• [Brief a] In the passage about the sensor and its gear member, what property of the first gear member 321 and the second gear member 322 is different?

***** Text shown *****

The sensor 117 includes a gear member 320 to be described in detail later. As the gear member 320 rotates in engagement with one of the nut pulley 311, the ball nut 312, the motor pulley 313, and the belt 314, the sensor 117 detects the rotation information of the one of the nut pulley 311, the ball nut 312, the motor pulley 313, and the belt 314 from the rotation of the gear member 320.

The sensor 117 may detect an absolute angle or a phase angle of the gear member 320. In a situation in which the sensor 117 detects the absolute angle of the gear member 320, the movement position of the slide bar 111 may be detected even in the case that the gear member 320 is provided as a single gear. However, in a situation in which the sensor 117 detects the phase angle of the gear member 320, the gear member 320 may include a first gear member 321 and a second gear member 322 in order to detect the movement position of the slide bar 111.

That is, the gear member 320 may include the first gear member 321 and the second gear member 322 having different diameters. The rotation information that the sensor 117 detects from the gear member 320 may include first rotation information that is rotation information of the first gear member 321 and second rotation information that is rotation information of the second gear member 322.

Since the first gear member 321 and the second gear member 322 have different diameters and each rotates in engagement with one of the nut pulley 311, the ball nut 312, the motor pulley 313, and the belt 314, there is a phase difference between the first rotation information and the second rotation information, and the sensor 117 may determine the movement position of the slide bar 111 based on this phase difference.

For example, the sensor 117 may determine the movement position of the slide bar 111 based on the phase difference between the first rotation information and the second rotation information and the number of times the phase difference is zero (0).

***** Information given *****

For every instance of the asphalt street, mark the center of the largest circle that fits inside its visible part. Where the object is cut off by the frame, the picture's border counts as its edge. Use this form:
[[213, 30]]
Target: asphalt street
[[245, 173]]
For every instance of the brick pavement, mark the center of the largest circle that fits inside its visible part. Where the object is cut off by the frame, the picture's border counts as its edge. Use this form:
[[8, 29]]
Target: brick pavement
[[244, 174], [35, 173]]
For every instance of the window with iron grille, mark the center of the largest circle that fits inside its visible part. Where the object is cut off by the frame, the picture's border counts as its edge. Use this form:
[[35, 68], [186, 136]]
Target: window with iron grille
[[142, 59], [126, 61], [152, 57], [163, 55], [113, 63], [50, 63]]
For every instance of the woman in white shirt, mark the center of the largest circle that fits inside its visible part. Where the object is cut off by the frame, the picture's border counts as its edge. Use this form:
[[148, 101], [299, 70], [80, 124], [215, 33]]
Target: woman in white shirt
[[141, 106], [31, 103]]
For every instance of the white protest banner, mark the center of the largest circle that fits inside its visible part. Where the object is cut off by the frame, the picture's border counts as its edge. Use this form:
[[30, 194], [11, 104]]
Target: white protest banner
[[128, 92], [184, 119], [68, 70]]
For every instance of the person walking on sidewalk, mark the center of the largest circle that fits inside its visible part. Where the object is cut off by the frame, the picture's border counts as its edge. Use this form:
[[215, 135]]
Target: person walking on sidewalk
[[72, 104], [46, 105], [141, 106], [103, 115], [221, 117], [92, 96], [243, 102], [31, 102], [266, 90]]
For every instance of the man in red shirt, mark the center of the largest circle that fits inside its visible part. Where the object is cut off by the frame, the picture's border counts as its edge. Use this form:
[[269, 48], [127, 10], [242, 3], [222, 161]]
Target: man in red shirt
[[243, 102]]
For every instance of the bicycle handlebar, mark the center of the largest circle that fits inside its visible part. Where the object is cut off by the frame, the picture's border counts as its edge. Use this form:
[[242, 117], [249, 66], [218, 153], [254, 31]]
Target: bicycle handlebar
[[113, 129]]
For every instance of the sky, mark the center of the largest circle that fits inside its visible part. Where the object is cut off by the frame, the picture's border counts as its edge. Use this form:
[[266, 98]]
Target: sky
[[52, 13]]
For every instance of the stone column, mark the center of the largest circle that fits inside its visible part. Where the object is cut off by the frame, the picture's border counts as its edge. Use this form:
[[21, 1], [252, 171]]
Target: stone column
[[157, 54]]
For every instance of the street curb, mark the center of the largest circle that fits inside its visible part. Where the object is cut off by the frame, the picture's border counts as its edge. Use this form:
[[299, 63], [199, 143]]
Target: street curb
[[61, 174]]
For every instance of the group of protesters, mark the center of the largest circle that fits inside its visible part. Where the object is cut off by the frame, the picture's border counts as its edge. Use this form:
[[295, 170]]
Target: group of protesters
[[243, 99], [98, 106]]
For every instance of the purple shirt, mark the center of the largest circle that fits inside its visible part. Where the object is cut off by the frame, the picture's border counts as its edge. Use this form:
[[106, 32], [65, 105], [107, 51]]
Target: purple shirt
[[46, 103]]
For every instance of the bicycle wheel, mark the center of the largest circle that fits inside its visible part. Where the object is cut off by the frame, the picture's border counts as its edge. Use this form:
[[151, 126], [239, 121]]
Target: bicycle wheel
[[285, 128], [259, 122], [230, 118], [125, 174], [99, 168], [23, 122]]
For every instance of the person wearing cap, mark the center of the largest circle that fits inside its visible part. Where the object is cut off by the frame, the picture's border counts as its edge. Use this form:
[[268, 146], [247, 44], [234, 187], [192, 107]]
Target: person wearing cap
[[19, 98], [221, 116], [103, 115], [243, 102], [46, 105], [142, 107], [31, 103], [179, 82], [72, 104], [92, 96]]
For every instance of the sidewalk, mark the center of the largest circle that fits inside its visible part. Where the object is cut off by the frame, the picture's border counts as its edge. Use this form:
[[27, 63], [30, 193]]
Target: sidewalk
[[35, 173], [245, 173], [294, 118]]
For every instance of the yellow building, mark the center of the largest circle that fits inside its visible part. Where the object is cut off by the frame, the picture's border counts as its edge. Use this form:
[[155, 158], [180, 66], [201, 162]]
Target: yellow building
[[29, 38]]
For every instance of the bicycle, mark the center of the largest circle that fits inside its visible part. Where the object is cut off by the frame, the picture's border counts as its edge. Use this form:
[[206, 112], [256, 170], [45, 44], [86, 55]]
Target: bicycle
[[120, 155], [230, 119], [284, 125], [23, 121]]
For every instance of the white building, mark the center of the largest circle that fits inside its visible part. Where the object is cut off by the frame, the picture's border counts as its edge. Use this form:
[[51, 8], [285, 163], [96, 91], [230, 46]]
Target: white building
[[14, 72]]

*****

• [Brief b] Render the lines of the entries as a JSON list of strings, one string per line with blank lines left out, starting with the line that contains "For every instance of the person wearing" and going on through the line that contains "[[35, 173], [245, 173], [294, 118]]".

• [Task answer a] Their diameters.

• [Task answer b]
[
  "For every instance of the person wearing cap, mark the center of the largest circle that fits inside its visible part. Where the object is cut off by the frame, the picture's border counts as its edge. Use this form:",
  "[[268, 146], [247, 44], [234, 187], [192, 107]]",
  "Target: person wearing cap",
  "[[19, 98], [221, 116], [103, 115], [243, 102], [46, 105], [142, 107], [31, 103], [179, 82], [72, 104], [92, 96]]",
  "For every instance of the sidewalk, mark the center of the largest circle that fits inside its visible part. Where the object is cut off by the frame, the picture's border counts as its edge. Use this form:",
  "[[27, 63], [30, 193]]",
  "Target: sidewalk",
  "[[35, 173], [245, 173], [294, 118]]"
]